● **Required action**
Every record needs to come back as written, except for the pictures.

● **Saved data entries**
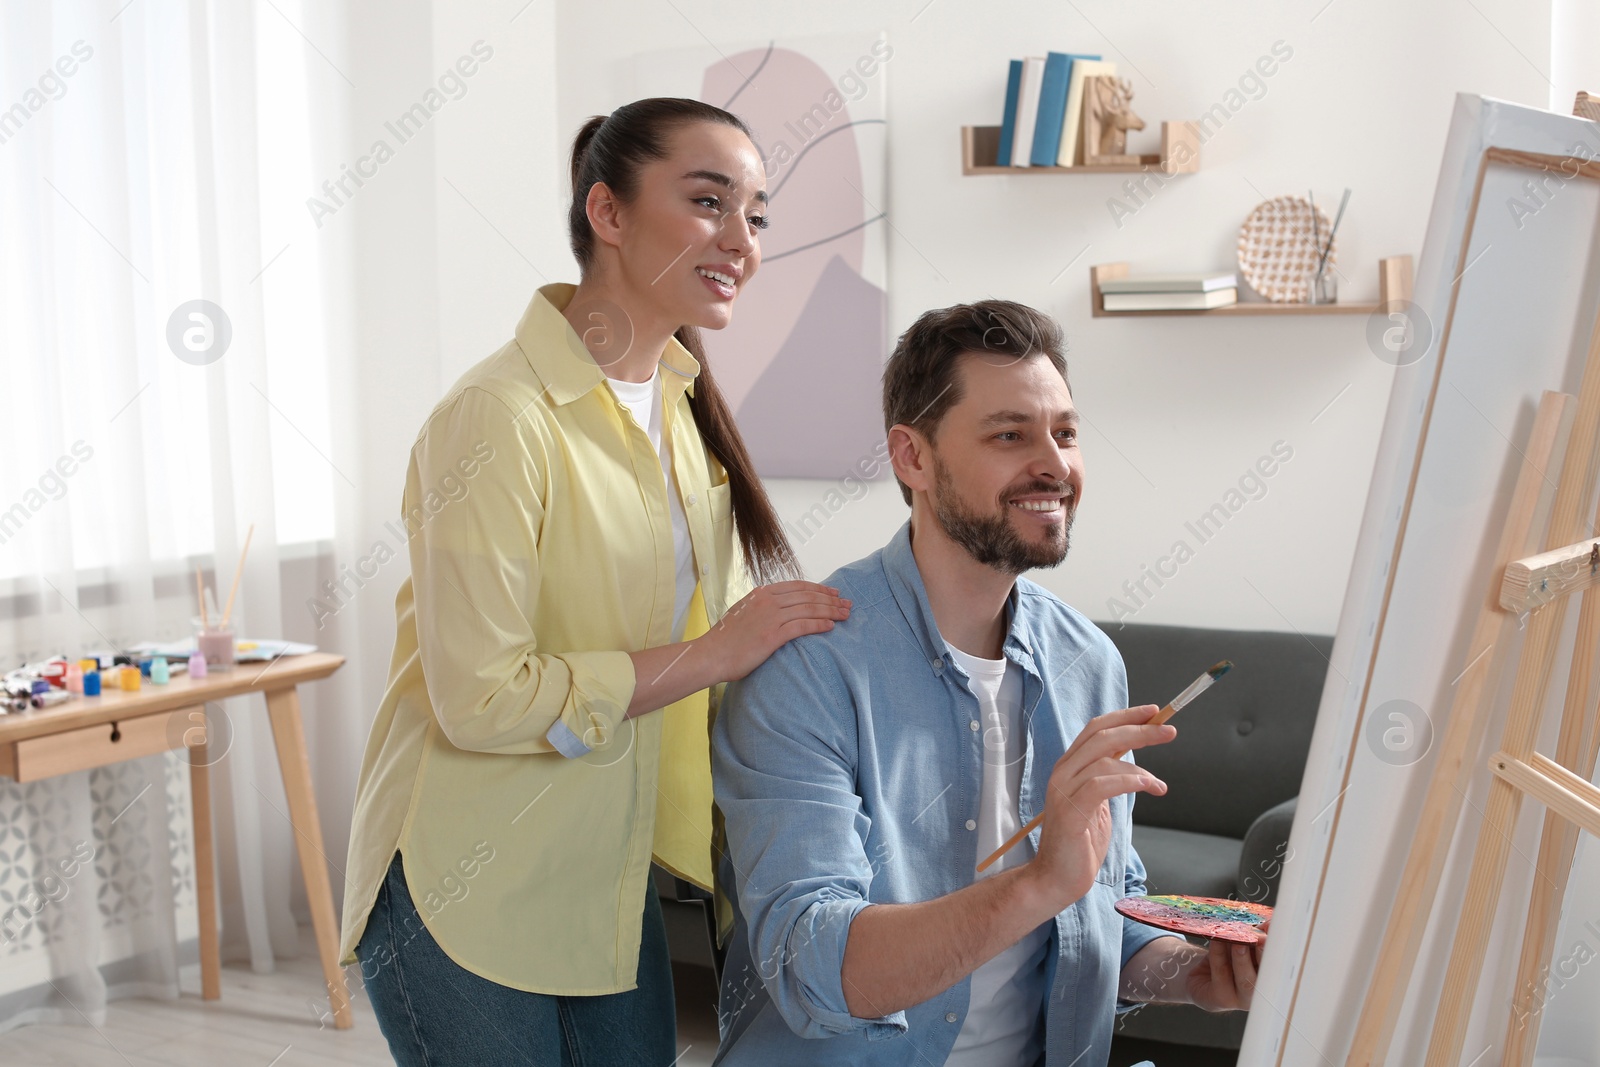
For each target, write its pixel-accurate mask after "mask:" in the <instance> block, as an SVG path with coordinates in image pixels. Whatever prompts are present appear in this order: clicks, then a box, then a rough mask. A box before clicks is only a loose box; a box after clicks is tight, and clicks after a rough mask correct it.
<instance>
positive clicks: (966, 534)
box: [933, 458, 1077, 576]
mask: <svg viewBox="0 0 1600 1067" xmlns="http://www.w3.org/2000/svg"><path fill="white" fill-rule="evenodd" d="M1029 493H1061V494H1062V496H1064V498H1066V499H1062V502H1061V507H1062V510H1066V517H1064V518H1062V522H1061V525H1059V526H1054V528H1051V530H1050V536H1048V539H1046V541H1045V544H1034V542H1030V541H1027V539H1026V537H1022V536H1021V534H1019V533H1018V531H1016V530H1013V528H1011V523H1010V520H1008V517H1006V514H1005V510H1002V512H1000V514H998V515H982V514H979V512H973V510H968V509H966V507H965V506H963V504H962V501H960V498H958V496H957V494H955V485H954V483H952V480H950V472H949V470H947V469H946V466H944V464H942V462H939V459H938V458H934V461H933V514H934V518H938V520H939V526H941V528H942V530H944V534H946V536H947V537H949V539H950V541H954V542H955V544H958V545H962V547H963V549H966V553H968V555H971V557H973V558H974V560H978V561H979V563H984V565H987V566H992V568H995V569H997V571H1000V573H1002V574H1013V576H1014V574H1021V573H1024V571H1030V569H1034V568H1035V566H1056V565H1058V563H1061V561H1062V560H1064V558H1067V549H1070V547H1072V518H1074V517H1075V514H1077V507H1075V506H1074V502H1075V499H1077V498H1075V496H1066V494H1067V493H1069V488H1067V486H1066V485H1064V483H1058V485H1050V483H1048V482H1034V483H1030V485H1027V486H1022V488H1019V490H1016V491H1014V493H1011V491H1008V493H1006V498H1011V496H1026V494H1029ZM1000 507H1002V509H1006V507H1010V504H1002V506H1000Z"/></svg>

● **Exercise response**
For each target, write its pixel-accurate mask after "mask:" in the <instance> block, as an SVG path with coordinates in image pixels. Whatever prompts are present appear in this order: clicks, then a box, then a rough mask. A box before clicks is only a loose box; a box after clicks is tight, and clicks after a rough mask correct it.
<instance>
positive clicks: (966, 534)
box: [933, 458, 1077, 576]
mask: <svg viewBox="0 0 1600 1067" xmlns="http://www.w3.org/2000/svg"><path fill="white" fill-rule="evenodd" d="M1029 493H1061V494H1062V496H1064V498H1066V499H1062V502H1061V507H1062V510H1066V517H1064V518H1062V522H1061V525H1059V526H1054V528H1051V530H1050V536H1048V539H1046V541H1045V544H1034V542H1030V541H1027V539H1026V537H1022V536H1021V534H1019V533H1018V531H1016V530H1013V528H1011V523H1010V520H1008V517H1006V514H1005V510H1002V512H1000V514H998V515H982V514H979V512H973V510H968V509H966V507H965V506H963V504H962V501H960V498H958V496H957V494H955V485H954V483H952V480H950V472H949V470H947V469H946V466H944V464H942V462H939V459H938V458H934V461H933V514H934V518H938V520H939V526H941V528H942V530H944V534H946V536H947V537H949V539H950V541H954V542H955V544H958V545H962V547H963V549H966V553H968V555H971V557H973V558H974V560H978V561H979V563H984V565H987V566H992V568H995V569H997V571H1000V573H1002V574H1013V576H1014V574H1021V573H1024V571H1030V569H1034V568H1035V566H1056V565H1058V563H1061V561H1062V560H1064V558H1067V549H1070V547H1072V518H1074V517H1075V514H1077V507H1075V506H1074V502H1075V499H1077V498H1075V496H1066V494H1067V493H1069V488H1067V486H1066V485H1064V483H1058V485H1050V483H1048V482H1034V483H1030V485H1027V486H1022V488H1019V490H1016V491H1014V493H1011V491H1008V493H1006V498H1011V496H1026V494H1029ZM1000 507H1002V509H1006V507H1010V504H1002V506H1000Z"/></svg>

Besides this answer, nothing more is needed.